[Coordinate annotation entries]
....

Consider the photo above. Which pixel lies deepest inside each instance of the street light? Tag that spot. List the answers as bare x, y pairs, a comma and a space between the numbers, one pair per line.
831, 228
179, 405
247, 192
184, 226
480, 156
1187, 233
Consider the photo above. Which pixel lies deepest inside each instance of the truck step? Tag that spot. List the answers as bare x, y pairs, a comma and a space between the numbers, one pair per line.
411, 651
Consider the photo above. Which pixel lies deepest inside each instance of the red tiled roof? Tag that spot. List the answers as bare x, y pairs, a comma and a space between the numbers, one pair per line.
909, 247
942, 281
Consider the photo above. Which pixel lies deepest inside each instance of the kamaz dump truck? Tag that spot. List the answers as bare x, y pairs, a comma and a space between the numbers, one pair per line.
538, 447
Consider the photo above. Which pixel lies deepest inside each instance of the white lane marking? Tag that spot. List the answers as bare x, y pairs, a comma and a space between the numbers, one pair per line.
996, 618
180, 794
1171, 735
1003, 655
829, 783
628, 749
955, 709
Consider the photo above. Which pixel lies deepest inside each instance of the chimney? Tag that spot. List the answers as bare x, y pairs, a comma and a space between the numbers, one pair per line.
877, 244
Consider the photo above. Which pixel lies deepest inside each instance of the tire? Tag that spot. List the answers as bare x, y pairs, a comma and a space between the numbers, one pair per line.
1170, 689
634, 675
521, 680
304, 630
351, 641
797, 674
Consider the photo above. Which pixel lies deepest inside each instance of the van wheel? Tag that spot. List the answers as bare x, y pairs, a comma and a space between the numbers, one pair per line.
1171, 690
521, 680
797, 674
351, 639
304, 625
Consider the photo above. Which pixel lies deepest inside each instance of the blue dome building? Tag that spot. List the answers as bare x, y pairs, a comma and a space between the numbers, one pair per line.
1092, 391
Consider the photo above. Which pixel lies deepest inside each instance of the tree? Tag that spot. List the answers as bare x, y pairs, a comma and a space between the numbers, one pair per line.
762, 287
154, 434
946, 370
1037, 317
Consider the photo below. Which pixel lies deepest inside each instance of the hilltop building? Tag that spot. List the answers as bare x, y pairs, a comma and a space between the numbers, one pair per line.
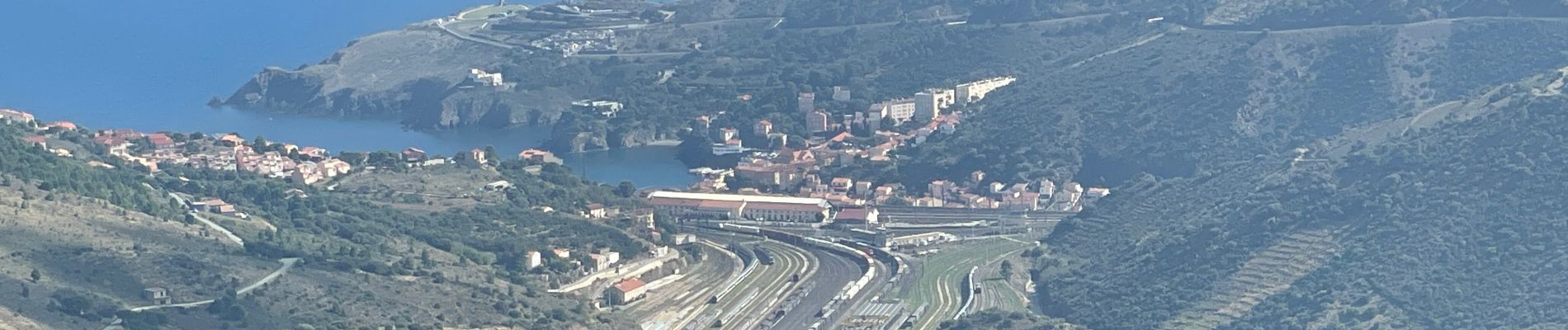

....

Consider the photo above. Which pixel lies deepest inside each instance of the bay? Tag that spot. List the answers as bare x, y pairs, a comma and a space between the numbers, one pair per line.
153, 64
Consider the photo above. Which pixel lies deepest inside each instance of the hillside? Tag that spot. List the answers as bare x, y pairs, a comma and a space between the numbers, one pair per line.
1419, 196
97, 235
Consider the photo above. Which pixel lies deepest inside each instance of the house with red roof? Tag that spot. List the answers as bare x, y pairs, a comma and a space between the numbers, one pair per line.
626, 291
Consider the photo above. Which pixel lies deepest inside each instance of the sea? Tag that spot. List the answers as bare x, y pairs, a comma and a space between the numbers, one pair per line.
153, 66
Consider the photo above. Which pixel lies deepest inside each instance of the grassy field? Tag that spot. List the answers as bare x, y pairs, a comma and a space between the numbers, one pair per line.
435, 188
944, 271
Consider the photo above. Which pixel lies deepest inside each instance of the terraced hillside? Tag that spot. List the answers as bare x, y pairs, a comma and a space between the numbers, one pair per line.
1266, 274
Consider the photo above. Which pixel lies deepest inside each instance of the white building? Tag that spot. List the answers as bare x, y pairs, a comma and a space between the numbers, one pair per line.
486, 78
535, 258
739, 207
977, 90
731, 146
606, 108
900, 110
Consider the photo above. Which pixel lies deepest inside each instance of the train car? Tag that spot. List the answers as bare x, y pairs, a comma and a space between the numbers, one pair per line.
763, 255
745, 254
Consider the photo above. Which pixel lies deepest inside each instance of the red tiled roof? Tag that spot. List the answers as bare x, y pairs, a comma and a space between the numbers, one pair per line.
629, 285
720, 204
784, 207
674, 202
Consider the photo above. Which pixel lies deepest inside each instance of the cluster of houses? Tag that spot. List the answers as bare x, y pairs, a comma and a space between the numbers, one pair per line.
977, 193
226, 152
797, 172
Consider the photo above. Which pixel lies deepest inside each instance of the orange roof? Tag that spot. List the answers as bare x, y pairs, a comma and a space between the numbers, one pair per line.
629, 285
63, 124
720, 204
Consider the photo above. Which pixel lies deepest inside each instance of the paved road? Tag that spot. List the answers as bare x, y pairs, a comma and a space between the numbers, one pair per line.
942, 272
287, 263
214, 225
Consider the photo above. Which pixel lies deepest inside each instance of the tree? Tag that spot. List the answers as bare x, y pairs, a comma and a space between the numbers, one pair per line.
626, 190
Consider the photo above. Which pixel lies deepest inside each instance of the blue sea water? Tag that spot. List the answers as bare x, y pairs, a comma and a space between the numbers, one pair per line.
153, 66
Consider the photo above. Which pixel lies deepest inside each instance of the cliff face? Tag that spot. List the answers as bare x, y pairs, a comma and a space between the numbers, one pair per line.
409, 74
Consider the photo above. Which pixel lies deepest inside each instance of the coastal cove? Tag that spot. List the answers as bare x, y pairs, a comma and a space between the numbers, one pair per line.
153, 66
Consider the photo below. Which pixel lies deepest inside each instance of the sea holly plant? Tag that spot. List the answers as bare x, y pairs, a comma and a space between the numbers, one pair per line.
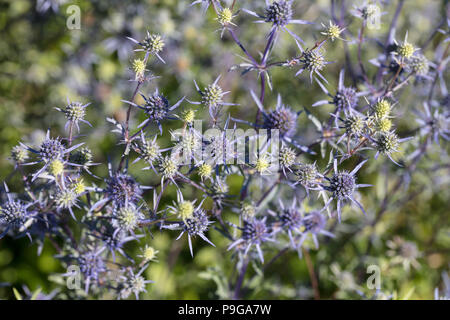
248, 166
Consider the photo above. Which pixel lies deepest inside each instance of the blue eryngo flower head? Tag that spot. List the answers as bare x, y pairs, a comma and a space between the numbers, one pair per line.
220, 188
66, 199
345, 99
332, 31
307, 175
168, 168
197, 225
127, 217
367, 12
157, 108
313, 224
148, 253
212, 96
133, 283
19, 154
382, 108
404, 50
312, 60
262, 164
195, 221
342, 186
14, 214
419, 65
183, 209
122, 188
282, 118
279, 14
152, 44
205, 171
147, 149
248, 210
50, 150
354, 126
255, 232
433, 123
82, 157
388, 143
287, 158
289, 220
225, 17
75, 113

....

-- TASK TO COMPLETE --
Pick out each row above that contains the string "white" and copy it in full. Match case exactly.

-- WRITTEN REPLY --
Consider the photo above. Which pixel lies deepest inside each instance of the white lane marking? Tag that spot. List the answers as bare x, y pairs, a comma and a space between the numbers, one pair per line.
Consider the photo above. Which pixel lies deepest inside each instance of the white building? Tag that spot. List the answers as bare x, y pairs, a comma and a space between the numbers, one pair per line.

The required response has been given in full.